━━ Selected passage ━━

Turning now to the Aschoff-Sunkara article, it is a variant on the theme I have seen repeatedly over the past 35 years or so when men like Reagan and the Bushes were being elected and most prominently from Thomas Frank who has been banging away at this for most of that time in books like “What’s the Matter with Kansas” and “Listen, Liberal”, his latest. Frank et al are jiminy crickets to the Democratic Party. They say, “If you don’t mend your ways, you’ll be sorry”—being sorry over losing elections obviously. As far as mending their ways, this means returning to the proletarian orientation it once had in the good old days. You know, like Flint, Michigan was once upon a time. Just watch “Roger and Me” and it’ll be obvious. If you don’t provide good union jobs, the workers will vote for people like Donald Trump.

Aschoff and Sunkara put it this way:

The Democratic Party must ponder a tough question: How much of Trump’s support among the white working class can really be chalked up to Republican propaganda and race-baiting, or is a good deal of populist anger rooted in the Democrats’ hypocrisy on economic issues? If the past eight years of Obama recovery haven’t benefited these workers, why would they be enthused to rally beyond his anointed successor?

Why don’t the DP tops get it? The votes are there if you reverse course and take a rock-ribbed social democratic approach:

Hillary Clinton and the Democratic Party would do well to take the popular demand for an alternative seriously. Americans—especially young adults and minorities—don’t see Sanders as a dinosaur trading on nostalgia or harking back to an irredeemable past. Instead, they see capitalism as a key source of their troubles.

━━━

Directives —
- a) List every book or film title named in the passage on the Aschoff-Sunkara article.
- b) In the passage on the Aschoff-Sunkara article, what do Americans, especially young adults and minorities, see as a key source of their troubles?
- c) Write the next part of the passage on the Aschoff-Sunkara article, starting after its final sentence.

━━ Entries shown ━━

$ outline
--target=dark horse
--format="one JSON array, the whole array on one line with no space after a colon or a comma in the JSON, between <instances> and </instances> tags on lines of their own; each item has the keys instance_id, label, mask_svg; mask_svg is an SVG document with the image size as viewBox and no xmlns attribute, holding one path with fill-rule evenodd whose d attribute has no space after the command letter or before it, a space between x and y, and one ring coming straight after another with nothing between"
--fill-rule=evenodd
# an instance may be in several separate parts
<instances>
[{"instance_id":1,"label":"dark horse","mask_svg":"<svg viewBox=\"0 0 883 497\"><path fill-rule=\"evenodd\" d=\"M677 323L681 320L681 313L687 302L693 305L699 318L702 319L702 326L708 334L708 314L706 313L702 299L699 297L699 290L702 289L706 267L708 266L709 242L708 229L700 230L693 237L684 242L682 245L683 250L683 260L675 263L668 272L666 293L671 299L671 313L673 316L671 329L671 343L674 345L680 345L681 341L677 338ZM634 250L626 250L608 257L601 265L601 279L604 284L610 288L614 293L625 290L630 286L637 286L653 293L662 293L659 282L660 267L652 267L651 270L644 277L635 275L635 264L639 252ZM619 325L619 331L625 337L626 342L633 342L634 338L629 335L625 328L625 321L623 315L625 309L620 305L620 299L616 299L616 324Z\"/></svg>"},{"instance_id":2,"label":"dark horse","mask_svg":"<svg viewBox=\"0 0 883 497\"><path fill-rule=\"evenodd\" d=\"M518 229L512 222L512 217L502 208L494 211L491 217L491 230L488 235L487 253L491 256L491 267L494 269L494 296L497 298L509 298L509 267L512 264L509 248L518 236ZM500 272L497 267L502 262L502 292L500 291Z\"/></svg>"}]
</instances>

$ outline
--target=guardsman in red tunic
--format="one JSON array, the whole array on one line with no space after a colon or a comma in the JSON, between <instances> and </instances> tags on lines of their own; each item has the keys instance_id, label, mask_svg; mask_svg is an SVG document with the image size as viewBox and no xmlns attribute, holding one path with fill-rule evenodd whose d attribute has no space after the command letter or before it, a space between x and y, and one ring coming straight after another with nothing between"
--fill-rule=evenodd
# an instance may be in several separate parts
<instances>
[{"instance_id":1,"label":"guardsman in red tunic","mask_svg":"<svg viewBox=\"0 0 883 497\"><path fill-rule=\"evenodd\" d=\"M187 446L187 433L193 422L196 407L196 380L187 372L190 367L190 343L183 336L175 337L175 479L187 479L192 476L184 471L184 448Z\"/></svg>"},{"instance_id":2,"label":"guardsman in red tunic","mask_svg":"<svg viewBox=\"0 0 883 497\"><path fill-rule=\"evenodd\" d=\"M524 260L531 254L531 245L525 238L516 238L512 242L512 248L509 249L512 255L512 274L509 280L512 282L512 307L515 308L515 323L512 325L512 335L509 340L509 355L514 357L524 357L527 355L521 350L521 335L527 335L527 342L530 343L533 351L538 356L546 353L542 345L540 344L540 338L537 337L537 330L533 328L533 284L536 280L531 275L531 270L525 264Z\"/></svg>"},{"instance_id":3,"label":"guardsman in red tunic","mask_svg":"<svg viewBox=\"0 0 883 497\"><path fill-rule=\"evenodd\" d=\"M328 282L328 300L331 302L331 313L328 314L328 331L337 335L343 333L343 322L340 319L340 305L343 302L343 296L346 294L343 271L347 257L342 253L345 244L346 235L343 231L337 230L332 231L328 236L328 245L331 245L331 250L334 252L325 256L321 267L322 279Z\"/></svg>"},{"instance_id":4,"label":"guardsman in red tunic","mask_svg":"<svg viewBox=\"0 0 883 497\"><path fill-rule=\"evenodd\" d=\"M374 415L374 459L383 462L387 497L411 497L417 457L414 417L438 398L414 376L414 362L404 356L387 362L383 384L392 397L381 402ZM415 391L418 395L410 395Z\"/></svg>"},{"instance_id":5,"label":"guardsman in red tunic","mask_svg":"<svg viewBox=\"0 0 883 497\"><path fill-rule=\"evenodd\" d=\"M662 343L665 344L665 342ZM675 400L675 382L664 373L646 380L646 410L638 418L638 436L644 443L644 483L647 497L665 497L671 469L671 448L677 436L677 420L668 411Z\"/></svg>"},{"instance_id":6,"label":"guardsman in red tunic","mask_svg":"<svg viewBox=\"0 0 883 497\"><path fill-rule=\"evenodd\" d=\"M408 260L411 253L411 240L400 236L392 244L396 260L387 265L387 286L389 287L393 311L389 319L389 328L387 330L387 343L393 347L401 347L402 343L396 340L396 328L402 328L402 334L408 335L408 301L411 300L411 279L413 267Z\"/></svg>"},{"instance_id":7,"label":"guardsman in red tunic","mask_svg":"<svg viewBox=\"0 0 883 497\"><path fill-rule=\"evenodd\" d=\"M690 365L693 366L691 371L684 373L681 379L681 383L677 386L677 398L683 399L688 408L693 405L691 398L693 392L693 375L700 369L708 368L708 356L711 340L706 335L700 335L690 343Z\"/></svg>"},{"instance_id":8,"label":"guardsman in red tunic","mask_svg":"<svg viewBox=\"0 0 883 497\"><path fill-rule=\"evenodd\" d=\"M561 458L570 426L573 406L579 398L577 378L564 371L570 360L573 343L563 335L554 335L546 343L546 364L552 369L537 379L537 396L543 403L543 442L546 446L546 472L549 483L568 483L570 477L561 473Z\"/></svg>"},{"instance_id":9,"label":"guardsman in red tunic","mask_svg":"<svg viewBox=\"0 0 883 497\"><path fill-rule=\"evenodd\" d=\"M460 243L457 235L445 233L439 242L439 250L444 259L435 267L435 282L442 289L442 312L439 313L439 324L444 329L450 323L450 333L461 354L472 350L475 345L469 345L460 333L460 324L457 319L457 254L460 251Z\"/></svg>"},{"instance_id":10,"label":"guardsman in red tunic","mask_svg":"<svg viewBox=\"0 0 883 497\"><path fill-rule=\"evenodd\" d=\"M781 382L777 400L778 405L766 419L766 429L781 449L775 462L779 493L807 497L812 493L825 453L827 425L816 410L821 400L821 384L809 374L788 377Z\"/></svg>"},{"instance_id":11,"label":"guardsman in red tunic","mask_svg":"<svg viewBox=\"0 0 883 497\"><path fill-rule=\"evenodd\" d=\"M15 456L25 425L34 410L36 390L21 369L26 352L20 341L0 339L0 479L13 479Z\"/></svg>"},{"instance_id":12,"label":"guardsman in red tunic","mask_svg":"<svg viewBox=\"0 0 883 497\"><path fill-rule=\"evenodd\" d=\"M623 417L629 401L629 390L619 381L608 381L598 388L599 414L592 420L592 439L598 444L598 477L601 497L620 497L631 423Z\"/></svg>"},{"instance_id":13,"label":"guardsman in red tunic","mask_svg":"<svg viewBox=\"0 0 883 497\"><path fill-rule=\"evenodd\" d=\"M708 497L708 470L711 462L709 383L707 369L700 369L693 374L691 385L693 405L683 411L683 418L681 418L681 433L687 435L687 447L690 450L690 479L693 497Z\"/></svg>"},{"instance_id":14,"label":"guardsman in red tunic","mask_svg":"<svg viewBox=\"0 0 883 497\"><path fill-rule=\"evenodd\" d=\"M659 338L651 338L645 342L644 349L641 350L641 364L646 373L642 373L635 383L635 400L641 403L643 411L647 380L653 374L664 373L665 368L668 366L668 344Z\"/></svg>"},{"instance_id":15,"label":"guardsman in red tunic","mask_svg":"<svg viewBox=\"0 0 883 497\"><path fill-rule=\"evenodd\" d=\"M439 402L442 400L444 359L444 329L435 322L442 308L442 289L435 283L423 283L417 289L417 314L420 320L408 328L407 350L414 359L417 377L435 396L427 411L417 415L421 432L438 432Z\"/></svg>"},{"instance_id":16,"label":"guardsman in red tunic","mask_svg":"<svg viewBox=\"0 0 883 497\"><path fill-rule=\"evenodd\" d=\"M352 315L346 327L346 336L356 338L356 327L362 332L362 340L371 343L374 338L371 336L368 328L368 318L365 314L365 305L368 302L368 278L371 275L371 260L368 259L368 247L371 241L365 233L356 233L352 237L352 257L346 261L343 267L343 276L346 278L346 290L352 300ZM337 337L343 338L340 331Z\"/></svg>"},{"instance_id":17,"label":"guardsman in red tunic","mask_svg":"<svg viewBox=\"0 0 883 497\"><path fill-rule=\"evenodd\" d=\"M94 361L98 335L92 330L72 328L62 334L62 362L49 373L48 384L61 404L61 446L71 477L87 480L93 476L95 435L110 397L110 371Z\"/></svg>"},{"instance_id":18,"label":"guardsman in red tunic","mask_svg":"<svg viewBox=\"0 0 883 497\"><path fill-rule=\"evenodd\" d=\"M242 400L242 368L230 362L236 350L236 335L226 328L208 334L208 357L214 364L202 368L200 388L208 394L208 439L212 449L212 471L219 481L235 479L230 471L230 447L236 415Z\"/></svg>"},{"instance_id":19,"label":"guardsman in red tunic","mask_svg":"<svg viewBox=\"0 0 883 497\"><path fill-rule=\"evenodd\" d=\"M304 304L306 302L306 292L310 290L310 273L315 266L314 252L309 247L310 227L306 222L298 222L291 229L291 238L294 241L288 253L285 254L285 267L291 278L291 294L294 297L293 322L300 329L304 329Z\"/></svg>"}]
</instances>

━━━

Answer set —
- a) "What's the Matter with Kansas", "Listen, Liberal", "Roger and Me"

- b) Capitalism.

- c)
All this leads to the same conclusion as Kunkel’s:

As with the collapsing social democrats in Europe, the Democratic Party’s best bet is to move left and embrace a platform that speaks to the real needs, fears, and aspirations of working people. This doesn’t mean looking back with rose-colored glasses on the New Deal; it means building a coalition of young people, working-class whites, and minority voters around a new politics.

In other words, become a leftist Democrat. This is really what it means. How else will the Democrats embrace such a platform unless there are smart, young Marxists in the party’s ranks that can be spelling it out the benefits for them? This has been the basis for Dissent Magazine type politics for the past 54 years since its founding by Irving Howe and other former revolutionaries. It is the world of The Nation, Dissent, George Soros philanthropy, AFL-CIO education departments, Democratic Party think-tanks like the Center for American Progress, and countless other high-minded and well-funded nonprofits that will always find a place on staff for an Ivy League graduate who can defend working inside the Democratic Party using Marxist rhetoric.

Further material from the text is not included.